---------- MATERIAL TO PROCESS

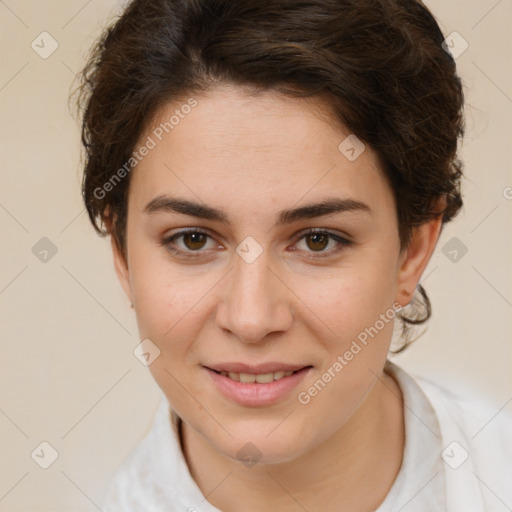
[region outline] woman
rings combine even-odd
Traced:
[[[105,512],[512,503],[505,413],[473,436],[387,360],[462,205],[443,40],[414,0],[134,0],[105,32],[83,195],[162,390]]]

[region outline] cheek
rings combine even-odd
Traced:
[[[150,371],[168,398],[183,396],[179,383],[199,393],[195,382],[200,356],[209,350],[201,340],[211,328],[220,269],[171,265],[165,255],[139,248],[132,257],[132,289],[140,339],[160,350]],[[199,356],[198,356],[199,354]],[[176,380],[175,380],[176,379]]]
[[[395,297],[395,279],[391,261],[386,264],[361,260],[330,277],[297,279],[294,291],[328,327],[324,332],[324,336],[328,334],[326,345],[340,350],[381,314],[389,312]]]
[[[296,397],[312,423],[318,418],[326,436],[348,421],[377,382],[396,316],[389,286],[359,279],[340,283],[335,296],[319,309],[334,331],[329,339],[318,338],[326,357]]]
[[[179,350],[182,336],[177,333],[187,324],[193,329],[197,322],[190,319],[201,311],[200,300],[208,289],[209,279],[196,279],[187,270],[179,272],[165,257],[154,255],[154,249],[140,247],[131,254],[131,282],[136,305],[139,334],[149,338],[166,351],[166,340],[175,340]]]
[[[334,403],[348,417],[375,382],[393,336],[393,279],[391,259],[388,264],[361,262],[338,278],[317,281],[318,293],[310,290],[308,305],[329,328],[328,336],[316,333],[326,356],[322,367],[297,397],[311,405],[310,412],[323,417]]]

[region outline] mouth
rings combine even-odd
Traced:
[[[304,366],[299,368],[298,370],[277,370],[275,372],[267,372],[267,373],[247,373],[247,372],[228,372],[225,370],[218,371],[213,368],[209,368],[215,373],[222,375],[223,377],[227,377],[228,379],[234,380],[235,382],[242,383],[253,383],[256,382],[258,384],[269,384],[270,382],[274,382],[275,380],[281,380],[285,377],[290,377],[294,373],[300,372],[305,368],[312,368],[311,365]]]
[[[313,368],[312,365],[241,363],[203,366],[215,388],[244,406],[272,405],[289,396]]]

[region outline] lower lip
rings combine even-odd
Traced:
[[[204,367],[217,389],[228,398],[240,405],[263,406],[272,405],[296,388],[311,367],[302,368],[288,377],[274,380],[267,384],[256,382],[237,382],[229,377]]]

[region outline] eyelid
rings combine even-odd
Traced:
[[[326,228],[307,228],[303,231],[300,231],[295,236],[293,245],[296,245],[306,236],[314,235],[316,233],[327,235],[331,240],[334,240],[337,245],[328,251],[303,251],[305,253],[304,258],[307,260],[309,259],[311,261],[320,262],[322,259],[334,258],[350,246],[355,245],[355,242],[351,240],[351,237],[348,235],[341,235],[338,232],[334,232]],[[294,249],[294,251],[295,250],[296,249]]]
[[[184,258],[199,258],[205,254],[208,254],[209,250],[202,250],[199,249],[197,251],[184,251],[183,249],[177,249],[175,247],[172,247],[172,241],[180,238],[183,235],[186,235],[187,233],[198,233],[202,235],[206,235],[207,237],[211,238],[212,240],[216,240],[216,235],[214,235],[210,230],[207,228],[195,228],[195,227],[188,227],[188,228],[181,228],[175,233],[171,233],[169,235],[164,236],[160,240],[160,245],[162,245],[167,250],[182,255]],[[302,231],[299,231],[297,234],[294,235],[293,243],[292,245],[296,245],[299,241],[301,241],[303,238],[305,238],[307,235],[320,233],[325,234],[328,237],[330,237],[332,240],[337,242],[337,246],[333,249],[330,249],[329,251],[307,251],[312,256],[306,256],[306,258],[309,259],[318,259],[318,258],[327,258],[330,256],[334,256],[338,254],[340,251],[345,249],[346,247],[350,245],[354,245],[355,242],[351,240],[351,237],[346,234],[340,234],[339,232],[333,232],[326,228],[306,228]],[[219,242],[217,242],[219,244]],[[295,250],[295,249],[294,249]],[[316,255],[315,255],[316,254]]]
[[[177,238],[180,238],[181,236],[183,235],[186,235],[188,233],[198,233],[200,235],[206,235],[207,237],[209,237],[210,239],[212,240],[215,240],[216,241],[216,238],[217,238],[217,235],[214,235],[209,229],[207,228],[194,228],[194,227],[189,227],[189,228],[180,228],[178,229],[176,232],[174,233],[170,233],[170,234],[167,234],[167,235],[164,235],[164,237],[159,241],[160,245],[162,245],[164,248],[167,248],[168,250],[172,251],[172,252],[175,252],[175,253],[179,253],[179,254],[185,254],[187,255],[187,253],[189,254],[189,257],[194,257],[194,254],[197,254],[198,256],[201,254],[201,253],[205,253],[206,251],[203,251],[203,250],[198,250],[198,251],[184,251],[183,249],[174,249],[174,248],[171,248],[171,244],[172,242],[177,239]],[[217,242],[217,245],[220,245],[219,242]]]
[[[351,239],[351,237],[348,234],[340,233],[339,231],[331,231],[330,229],[327,229],[327,228],[306,228],[302,231],[299,231],[295,235],[295,240],[300,240],[301,238],[303,238],[306,235],[311,235],[311,234],[315,234],[315,233],[323,233],[323,234],[329,235],[334,240],[342,241],[343,243],[346,243],[346,244],[354,243],[354,241]]]

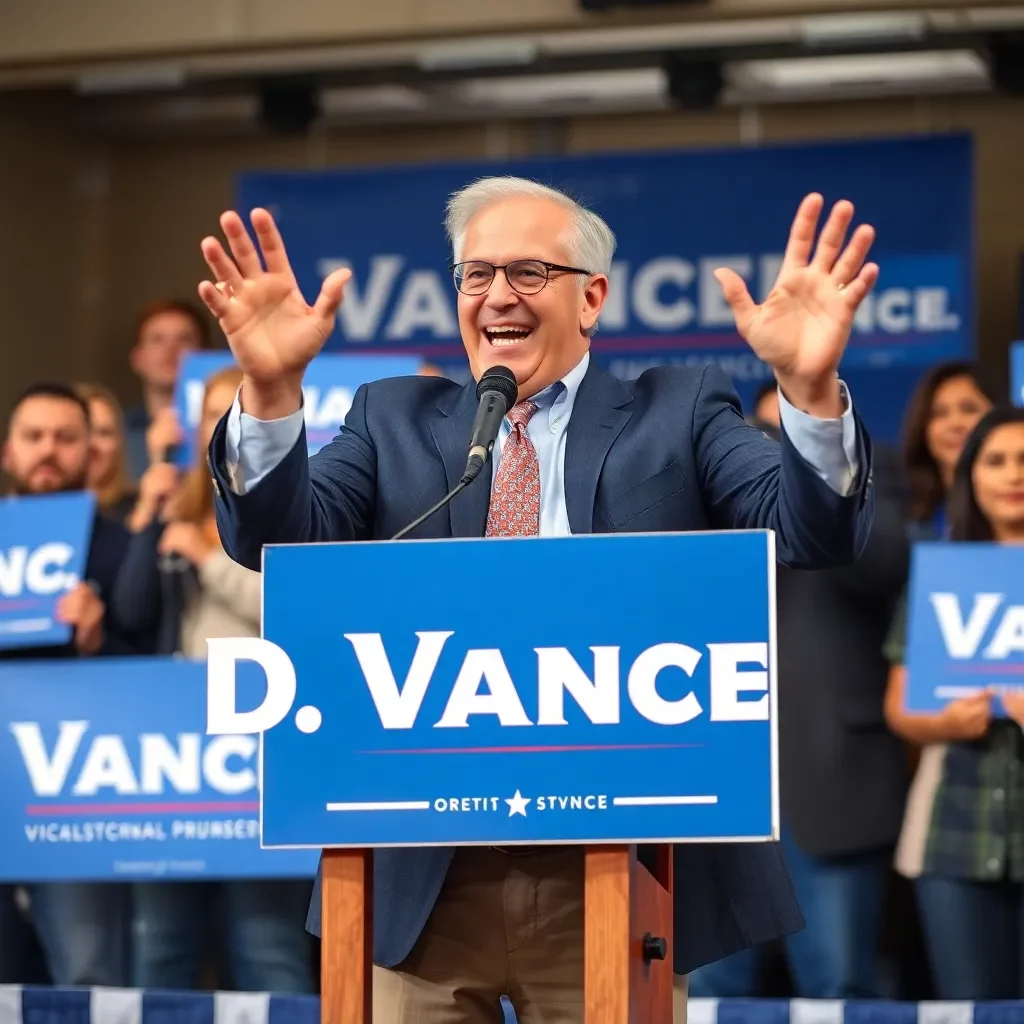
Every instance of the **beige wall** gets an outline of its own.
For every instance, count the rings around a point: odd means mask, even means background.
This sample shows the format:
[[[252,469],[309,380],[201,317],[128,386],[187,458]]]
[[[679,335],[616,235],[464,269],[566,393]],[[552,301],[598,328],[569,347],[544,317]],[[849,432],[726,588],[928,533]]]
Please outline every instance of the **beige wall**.
[[[82,368],[70,105],[0,94],[0,411],[31,379]]]
[[[978,328],[999,372],[1016,327],[1017,265],[1024,249],[1024,101],[990,97],[765,107],[528,123],[336,129],[308,140],[240,136],[76,139],[58,100],[0,97],[0,300],[4,373],[12,390],[46,373],[91,369],[126,399],[125,364],[139,307],[194,296],[204,234],[230,203],[234,175],[253,167],[323,167],[525,155],[563,146],[605,149],[754,144],[968,129],[977,142]],[[766,201],[771,201],[767,197]]]
[[[1017,2],[987,0],[985,6]],[[6,0],[0,4],[0,68],[688,19],[970,6],[969,0],[704,0],[590,14],[578,0]]]

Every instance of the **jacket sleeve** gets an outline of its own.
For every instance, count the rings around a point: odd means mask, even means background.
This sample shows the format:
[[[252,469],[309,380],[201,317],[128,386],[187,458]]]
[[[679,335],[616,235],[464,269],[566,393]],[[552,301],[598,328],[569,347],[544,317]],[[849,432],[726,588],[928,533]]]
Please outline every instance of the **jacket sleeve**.
[[[854,597],[895,602],[910,573],[910,541],[901,474],[895,454],[875,451],[875,515],[867,543],[852,565],[834,569],[833,579]]]
[[[693,438],[701,492],[716,528],[774,530],[776,558],[795,569],[848,565],[860,556],[874,492],[871,444],[859,417],[859,472],[846,495],[822,479],[785,431],[777,445],[745,422],[735,390],[715,366],[703,373]]]
[[[133,533],[114,582],[110,610],[129,633],[155,634],[160,623],[160,568],[157,545],[163,524],[155,521]]]
[[[119,522],[98,515],[93,524],[92,541],[86,577],[104,604],[103,645],[99,654],[152,654],[156,631],[149,623],[139,623],[133,616],[122,618],[117,589],[128,560],[132,535]]]
[[[359,387],[341,433],[312,458],[303,426],[291,451],[244,494],[232,488],[226,463],[227,416],[217,425],[208,453],[217,528],[224,550],[239,565],[258,571],[266,544],[369,537],[377,495],[369,393],[367,385]]]

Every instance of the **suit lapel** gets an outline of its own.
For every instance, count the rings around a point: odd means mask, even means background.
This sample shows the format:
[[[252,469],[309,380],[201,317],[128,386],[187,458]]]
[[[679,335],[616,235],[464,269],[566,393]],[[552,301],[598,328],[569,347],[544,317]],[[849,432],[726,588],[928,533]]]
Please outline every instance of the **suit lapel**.
[[[632,415],[632,401],[591,353],[565,436],[565,508],[574,534],[593,532],[597,482],[608,451]]]
[[[462,479],[469,454],[469,434],[476,416],[476,385],[467,384],[438,405],[441,413],[430,424],[434,444],[444,461],[448,490]],[[453,537],[482,537],[487,527],[487,509],[491,496],[491,465],[448,504]],[[440,513],[439,513],[440,514]]]

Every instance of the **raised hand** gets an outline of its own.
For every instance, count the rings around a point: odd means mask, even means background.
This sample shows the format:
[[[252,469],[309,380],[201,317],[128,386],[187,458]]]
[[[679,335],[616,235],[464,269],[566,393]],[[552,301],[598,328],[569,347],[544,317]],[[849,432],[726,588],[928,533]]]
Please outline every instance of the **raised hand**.
[[[199,296],[217,317],[245,376],[243,394],[263,406],[287,395],[290,404],[298,401],[302,374],[334,329],[351,272],[329,275],[310,306],[299,291],[273,217],[256,209],[251,219],[266,269],[241,217],[224,213],[220,226],[231,256],[218,239],[203,239],[203,258],[215,281],[203,281]],[[267,409],[250,411],[259,416]]]
[[[760,305],[734,271],[719,269],[715,277],[739,333],[775,371],[786,397],[808,412],[830,416],[842,412],[836,371],[857,307],[878,280],[878,265],[864,262],[875,238],[867,224],[843,248],[853,219],[853,204],[846,200],[832,208],[814,248],[823,206],[817,193],[800,204],[779,276]]]
[[[184,440],[185,431],[178,422],[178,411],[172,408],[161,409],[146,428],[146,451],[149,464],[163,462],[167,454],[176,444]]]
[[[178,489],[178,469],[170,462],[154,462],[139,481],[139,496],[126,525],[132,533],[144,530],[160,515]]]

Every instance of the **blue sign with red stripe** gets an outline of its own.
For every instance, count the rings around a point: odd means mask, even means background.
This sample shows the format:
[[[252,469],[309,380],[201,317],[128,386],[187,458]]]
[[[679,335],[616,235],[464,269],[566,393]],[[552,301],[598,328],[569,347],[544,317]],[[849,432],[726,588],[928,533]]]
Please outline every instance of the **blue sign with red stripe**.
[[[763,531],[265,548],[264,845],[777,837],[774,562]],[[215,644],[226,692],[220,652],[262,656]]]
[[[57,603],[85,578],[95,515],[88,491],[0,499],[0,648],[71,639]]]
[[[1024,555],[1015,545],[914,546],[907,616],[909,711],[1024,688]]]
[[[416,352],[464,377],[444,207],[462,186],[500,174],[570,192],[616,233],[593,351],[617,376],[714,361],[747,400],[769,373],[738,337],[712,272],[733,267],[763,297],[811,191],[827,204],[852,200],[857,221],[877,229],[881,274],[843,365],[873,431],[895,436],[925,365],[973,349],[968,136],[253,172],[239,180],[238,203],[273,212],[307,299],[331,270],[352,268],[330,349]]]
[[[206,663],[0,662],[0,881],[309,877],[259,838],[259,738],[206,735]],[[239,668],[238,702],[265,683]]]

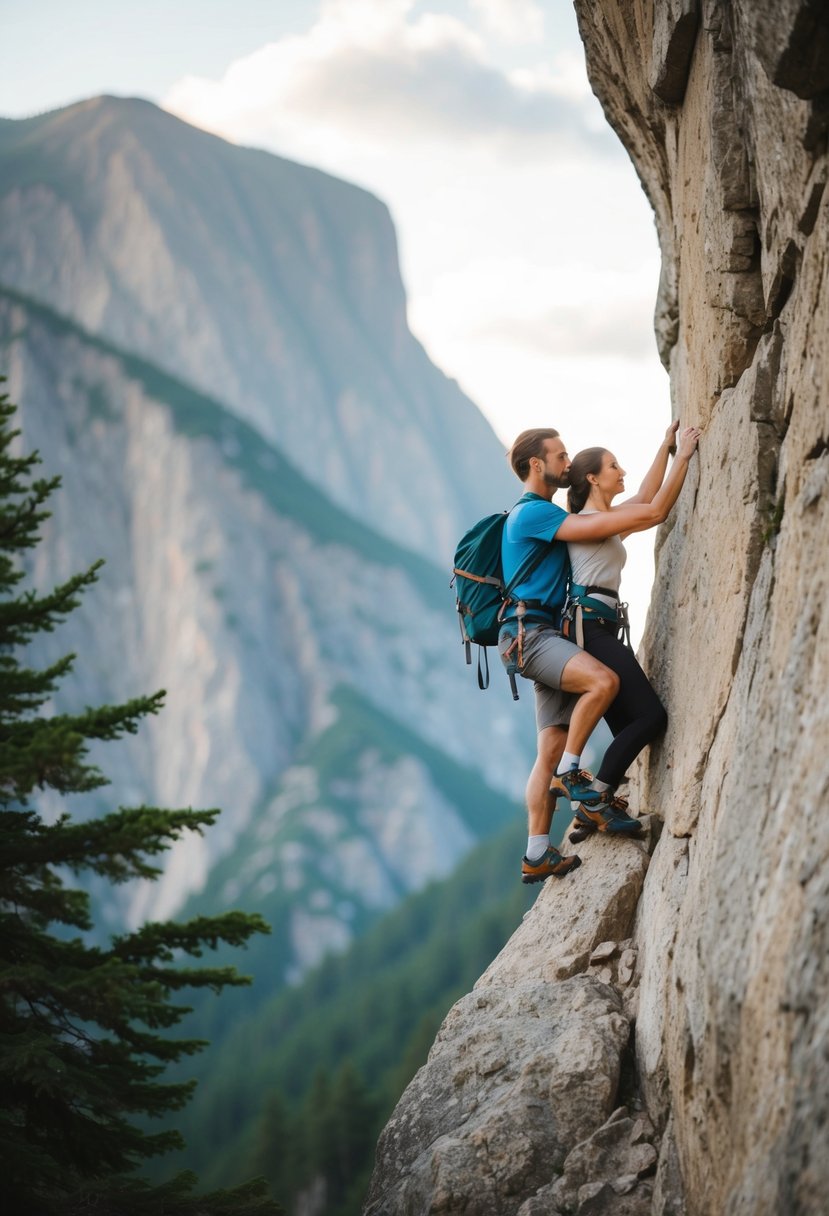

--------------------

#### YOUR OBJECTIVE:
A single figure is required: the number of lines above in which the word "gets" occurs.

#### TASK RESPONSE:
5